■ 指示 a: 一覧の中で「white」という語を含む行がいくつあるか数えて、その数だけを答えてください。
═════ 提供された抜粋 ═════
由利が飼い、亜久利に懐いている猫の飼い主がここで明かされます。

「メタルフレームハンサム」(時代を感じる・笑)警部補・真行寺佳也と弁護士・由利潤一郎の出会いの物語です。

ハンサムポリスチェッカーの南響子も登場。彼女は佳也の元カノ。

片岡亜久利もまだ警察に所属しています。

由利のキャラクターもあって物語は軽いタッチで進んでいきますが、事件は重いです。
元同僚、久保田の死の真相を知った佳也の絶望がとても痛い。

佳也は、由利と触れあうことで精神のバランスをとりつつ、手を差し伸べようとした亜久利の手を取ることなく、ひとりでその真相を暴こうとします。

由利が佳也の目的を知り、身体だけでなく心も触れあったときにはもう取り返しがつかない事態となっていました。
グレイ・ゾーンでは、由利の大切な人について、かなり絶望的な印象を受けましたがこの時点で佳也は生きています。
生きていますが・・・。

由利と亜久利の後悔がグレイ・ゾーンへとつながります。

この続きを書き下ろしていただいて文庫化されることを希望します。
いつか、佳也が由利に「またお会いしましたね」と言ってくれたら・・・と思います。

1

由利の懐の深さ

前作は未読です。
話の前半のテンポのよさと、後半のシリアスさのバランスが非常によい作品だと思います。
キャラも魅力的だし、お互いの存在、そして恋によって彼等が変わっていく様がよく出ていると思います。

ただ、私はもう少し佳也と元同僚の関係や、佳也が一人で追うことになる事件に対する彼の心の内や、彼の行った捜査手順など、描写がないわけではないのですがもう少し見せてくれたら更に面白かったのになぁ、と思ってしまいました。
BLとしたら充分なのかもしれないのですが。

久能さん作品はBLとしたらハードル高めの題材が多いので、私としたらBLの範疇以上のこともうっかり求めてしまいがちなようです。。


いままで法廷をゲームとしてきた弁護士の由利が警察官である佳也のまっすぐさに触れ、佳也を一途に愛するようになるのですが、このくだりがとても好きです。
そして、その後の由利の佳也への惜しみ無い愛情に、今度は佳也の頑なさを溶かしていく様も。
前半の彼等の会話が愉しくて、かなり笑いころげました!
═════
■ 指示 b: 抜粋によると、南響子は佳也にとってどういう相手ですか。
═════ 提供された一覧 ═════
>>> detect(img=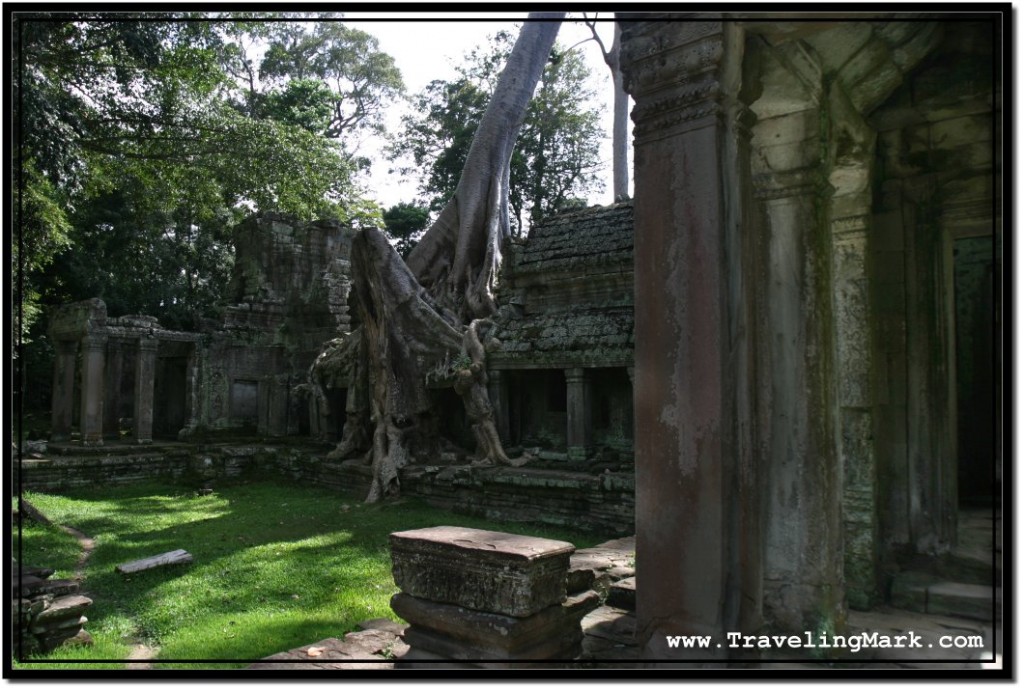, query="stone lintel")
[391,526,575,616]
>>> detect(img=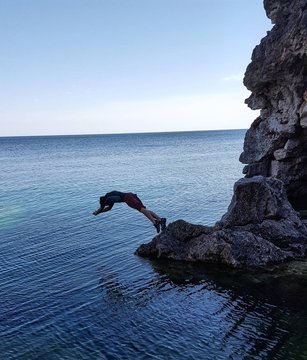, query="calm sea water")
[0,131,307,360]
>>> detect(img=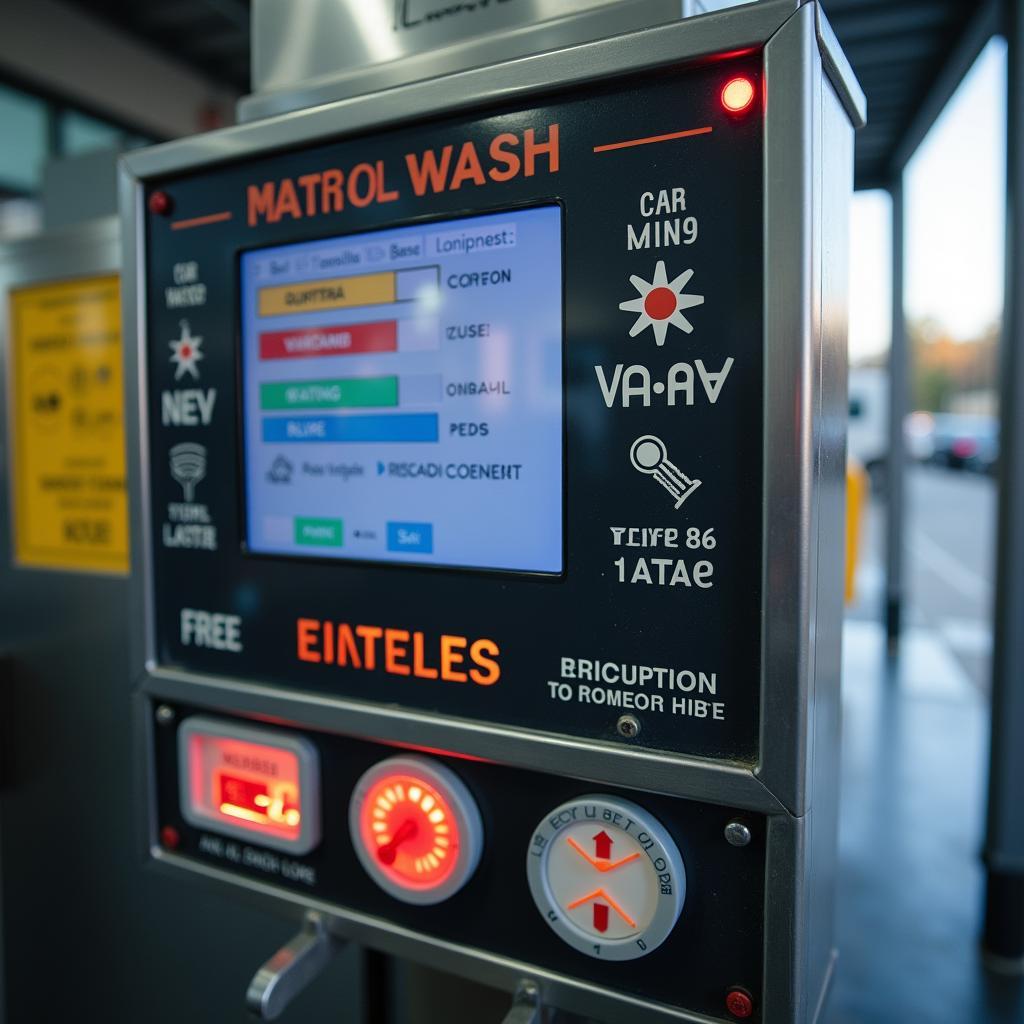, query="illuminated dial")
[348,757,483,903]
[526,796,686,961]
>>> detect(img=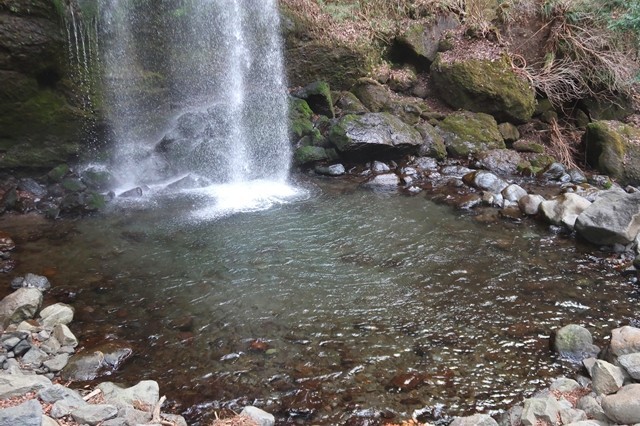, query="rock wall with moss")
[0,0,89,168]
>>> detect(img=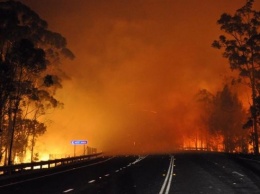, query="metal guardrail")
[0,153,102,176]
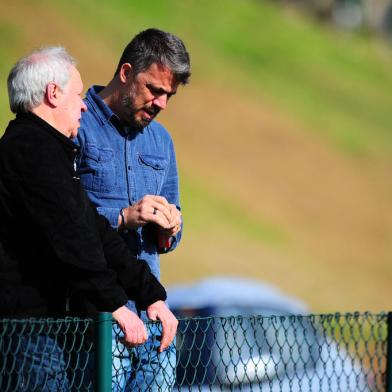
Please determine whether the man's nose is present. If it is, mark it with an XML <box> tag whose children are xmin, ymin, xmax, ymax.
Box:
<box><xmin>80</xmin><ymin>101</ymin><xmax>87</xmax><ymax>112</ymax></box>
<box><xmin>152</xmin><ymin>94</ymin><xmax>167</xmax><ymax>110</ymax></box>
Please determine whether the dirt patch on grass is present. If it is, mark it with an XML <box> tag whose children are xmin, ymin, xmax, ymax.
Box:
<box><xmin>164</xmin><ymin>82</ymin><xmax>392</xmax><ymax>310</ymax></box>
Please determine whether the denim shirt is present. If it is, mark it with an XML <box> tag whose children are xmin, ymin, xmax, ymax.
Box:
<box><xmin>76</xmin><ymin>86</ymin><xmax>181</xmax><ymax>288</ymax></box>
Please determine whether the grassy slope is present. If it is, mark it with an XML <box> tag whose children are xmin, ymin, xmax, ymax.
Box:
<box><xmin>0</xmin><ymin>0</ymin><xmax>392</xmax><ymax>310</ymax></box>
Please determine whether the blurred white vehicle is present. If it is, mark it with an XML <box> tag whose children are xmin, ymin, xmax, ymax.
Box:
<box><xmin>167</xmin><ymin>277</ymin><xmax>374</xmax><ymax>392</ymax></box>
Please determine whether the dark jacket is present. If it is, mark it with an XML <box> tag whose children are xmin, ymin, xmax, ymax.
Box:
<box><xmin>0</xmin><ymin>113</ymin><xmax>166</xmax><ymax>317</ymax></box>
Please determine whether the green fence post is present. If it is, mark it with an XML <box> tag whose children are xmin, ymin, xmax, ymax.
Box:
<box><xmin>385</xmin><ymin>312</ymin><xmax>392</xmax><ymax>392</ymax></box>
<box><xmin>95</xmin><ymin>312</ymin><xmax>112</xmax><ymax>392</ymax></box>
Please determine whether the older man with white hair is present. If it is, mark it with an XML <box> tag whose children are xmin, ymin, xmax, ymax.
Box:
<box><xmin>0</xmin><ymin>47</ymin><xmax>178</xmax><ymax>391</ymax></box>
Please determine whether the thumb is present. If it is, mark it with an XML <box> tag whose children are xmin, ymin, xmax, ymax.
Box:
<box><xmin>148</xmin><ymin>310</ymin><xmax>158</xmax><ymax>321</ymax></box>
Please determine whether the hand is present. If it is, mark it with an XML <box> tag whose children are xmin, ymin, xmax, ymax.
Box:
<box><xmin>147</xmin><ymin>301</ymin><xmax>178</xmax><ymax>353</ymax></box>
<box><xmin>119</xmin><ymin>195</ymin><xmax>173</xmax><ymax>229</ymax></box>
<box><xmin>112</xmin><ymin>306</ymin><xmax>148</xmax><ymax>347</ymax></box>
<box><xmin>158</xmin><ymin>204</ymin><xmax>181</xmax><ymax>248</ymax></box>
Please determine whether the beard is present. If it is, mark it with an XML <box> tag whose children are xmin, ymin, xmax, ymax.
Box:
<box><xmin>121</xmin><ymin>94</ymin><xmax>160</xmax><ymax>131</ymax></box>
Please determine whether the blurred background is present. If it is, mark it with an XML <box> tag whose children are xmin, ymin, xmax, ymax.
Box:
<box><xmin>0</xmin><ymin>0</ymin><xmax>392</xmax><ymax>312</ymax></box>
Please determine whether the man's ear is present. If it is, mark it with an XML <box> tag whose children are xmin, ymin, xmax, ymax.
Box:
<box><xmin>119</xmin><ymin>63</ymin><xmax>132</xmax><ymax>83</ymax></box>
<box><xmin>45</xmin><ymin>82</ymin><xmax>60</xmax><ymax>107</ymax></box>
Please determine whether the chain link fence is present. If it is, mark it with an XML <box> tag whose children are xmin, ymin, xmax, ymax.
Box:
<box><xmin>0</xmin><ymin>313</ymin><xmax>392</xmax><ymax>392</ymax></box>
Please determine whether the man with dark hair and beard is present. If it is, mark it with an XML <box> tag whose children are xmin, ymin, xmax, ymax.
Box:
═════
■ 回答 a: 2

■ 回答 b: 佳也の元カノです。